Apprentice for a day
Doing my bit to address the skills shortage
“Steady on!” says John Hitchcock, managing director of Savile Row tailors Anderson & Sheppard, as his apprentice for the day – that's me – takes his inside leg measurement just a little too forcefully.
“Usually, we're a little gentler with our customers,” adds Prince Charles's tailor, with a lump in his throat, his eyes watering.
After watching Mr Hitchcock make me a pair of trousers in the morning, I did the same for him in the afternoon. Setting aside the unfortunate incident with the measuring tape, the day went well. Mr Hitchcock, as we apprentices are honoured to call him, watched closely as I cut, pressed and sewed, so little could go wrong; but all the same I was pleased that he considered my finished work satisfactory. Indeed, he promised to wear the trousers I had made him.
On such experiences is a great apprenticeship based. After all, Mr Hitchcock learned from Mr Bryant, and Mr Bryant learned from the founder, Mr Anderson.
A few days later, as apprentice to a plumber, I did a safety check for gas leaks, helped to solder pipework and ripped an old bathroom from a cottage in Hertfordshire. In doing so, I inadvertently drenched the site foreman – but in an apprenticeship that lasted just one day, I could hardly be expected to get everything right. Indeed, I could only scrape the surface of jobs that normally take a long time to master.
But every bit helps, because Britain has never had such a dire shortage of skilled workers.
The government hopes to address this by encouraging apprenticeships across the country and in every sector of the economy. This week, two ministers and the head of the civil service gathered to announced with some fanfare that Whitehall will itself take on apprentices. One has already been appointed to the staff of skills secretary John Denham; the work involves replying to letters from the public and MPs, and helping to organise visits around the country. Others will work in management, business administration, customer service, IT, catering and accountancy.

**Work to complete:**
According to the apprenticeship article, whom did Mr Hitchcock learn from? The listing has no connection to the apprenticeship article.

**Collected data:**
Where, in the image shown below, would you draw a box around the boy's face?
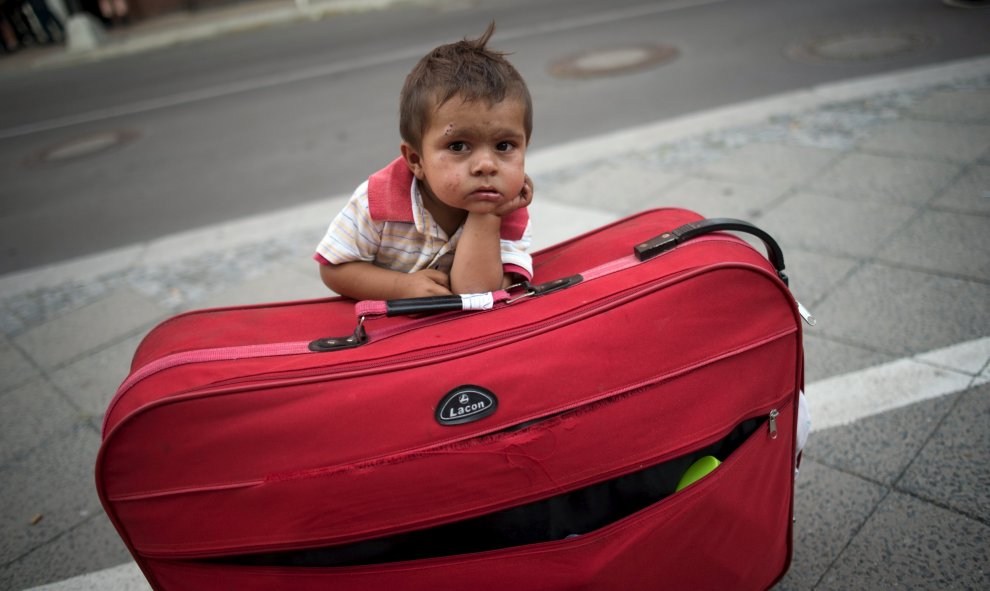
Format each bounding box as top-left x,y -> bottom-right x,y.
402,96 -> 526,222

**Result for this task:**
Mr Bryant.